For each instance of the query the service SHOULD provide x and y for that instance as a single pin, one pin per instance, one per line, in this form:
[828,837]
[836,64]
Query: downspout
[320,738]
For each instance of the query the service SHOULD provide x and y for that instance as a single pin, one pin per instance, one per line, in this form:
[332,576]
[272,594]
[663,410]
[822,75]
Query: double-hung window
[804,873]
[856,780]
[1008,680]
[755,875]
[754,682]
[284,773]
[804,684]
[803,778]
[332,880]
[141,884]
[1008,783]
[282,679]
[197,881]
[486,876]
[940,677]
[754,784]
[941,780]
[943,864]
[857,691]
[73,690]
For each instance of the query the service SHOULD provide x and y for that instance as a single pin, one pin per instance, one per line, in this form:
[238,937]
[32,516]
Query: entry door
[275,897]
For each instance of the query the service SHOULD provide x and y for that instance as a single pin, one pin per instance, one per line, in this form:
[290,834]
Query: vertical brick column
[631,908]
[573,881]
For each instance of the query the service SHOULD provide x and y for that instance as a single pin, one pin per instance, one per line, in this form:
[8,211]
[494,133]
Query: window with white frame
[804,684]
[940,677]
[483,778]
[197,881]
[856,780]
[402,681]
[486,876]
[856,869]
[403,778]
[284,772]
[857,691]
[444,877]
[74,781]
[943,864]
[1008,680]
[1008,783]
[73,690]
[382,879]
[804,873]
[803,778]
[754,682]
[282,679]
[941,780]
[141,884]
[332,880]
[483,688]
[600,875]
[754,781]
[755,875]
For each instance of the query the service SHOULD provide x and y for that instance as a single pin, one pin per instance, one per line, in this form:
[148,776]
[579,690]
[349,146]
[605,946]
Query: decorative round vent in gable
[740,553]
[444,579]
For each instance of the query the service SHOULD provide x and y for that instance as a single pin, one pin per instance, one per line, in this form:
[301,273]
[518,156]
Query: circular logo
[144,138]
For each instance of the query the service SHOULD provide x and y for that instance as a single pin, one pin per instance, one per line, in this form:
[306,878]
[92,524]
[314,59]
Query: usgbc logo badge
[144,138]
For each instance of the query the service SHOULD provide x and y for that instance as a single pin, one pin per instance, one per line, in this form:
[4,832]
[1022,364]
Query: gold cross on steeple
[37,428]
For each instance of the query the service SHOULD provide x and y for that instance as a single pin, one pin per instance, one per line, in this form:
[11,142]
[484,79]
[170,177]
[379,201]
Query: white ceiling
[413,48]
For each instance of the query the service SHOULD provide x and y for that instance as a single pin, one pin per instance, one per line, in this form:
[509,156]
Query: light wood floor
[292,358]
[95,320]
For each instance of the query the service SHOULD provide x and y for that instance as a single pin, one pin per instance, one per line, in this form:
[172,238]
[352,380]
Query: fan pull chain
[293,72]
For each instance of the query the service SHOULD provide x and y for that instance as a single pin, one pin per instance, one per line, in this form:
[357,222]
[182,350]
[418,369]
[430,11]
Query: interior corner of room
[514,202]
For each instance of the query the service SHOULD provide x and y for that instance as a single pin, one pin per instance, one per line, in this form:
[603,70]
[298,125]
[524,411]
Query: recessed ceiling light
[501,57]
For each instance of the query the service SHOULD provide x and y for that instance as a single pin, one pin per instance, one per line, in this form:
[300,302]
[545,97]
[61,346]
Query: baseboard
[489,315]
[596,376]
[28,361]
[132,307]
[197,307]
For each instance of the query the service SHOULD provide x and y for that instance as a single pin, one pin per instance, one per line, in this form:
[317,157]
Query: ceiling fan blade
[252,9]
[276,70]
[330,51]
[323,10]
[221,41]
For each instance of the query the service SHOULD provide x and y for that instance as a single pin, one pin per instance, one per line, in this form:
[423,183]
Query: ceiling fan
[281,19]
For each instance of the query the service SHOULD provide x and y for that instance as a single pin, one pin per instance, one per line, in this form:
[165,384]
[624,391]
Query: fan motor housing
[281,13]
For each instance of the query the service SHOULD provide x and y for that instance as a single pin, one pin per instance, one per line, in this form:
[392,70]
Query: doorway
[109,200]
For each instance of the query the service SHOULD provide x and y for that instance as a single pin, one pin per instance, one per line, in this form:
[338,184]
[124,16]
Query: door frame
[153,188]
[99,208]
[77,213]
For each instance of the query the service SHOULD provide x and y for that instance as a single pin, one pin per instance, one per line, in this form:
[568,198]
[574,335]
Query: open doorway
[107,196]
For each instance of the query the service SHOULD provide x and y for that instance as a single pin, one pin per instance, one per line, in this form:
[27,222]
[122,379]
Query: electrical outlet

▶ **AIM OF THE TASK**:
Pull out each line of the rows above that contains the word "frame" and copy it in full.

▶ **RESULT**:
Query: window with white frame
Query: door frame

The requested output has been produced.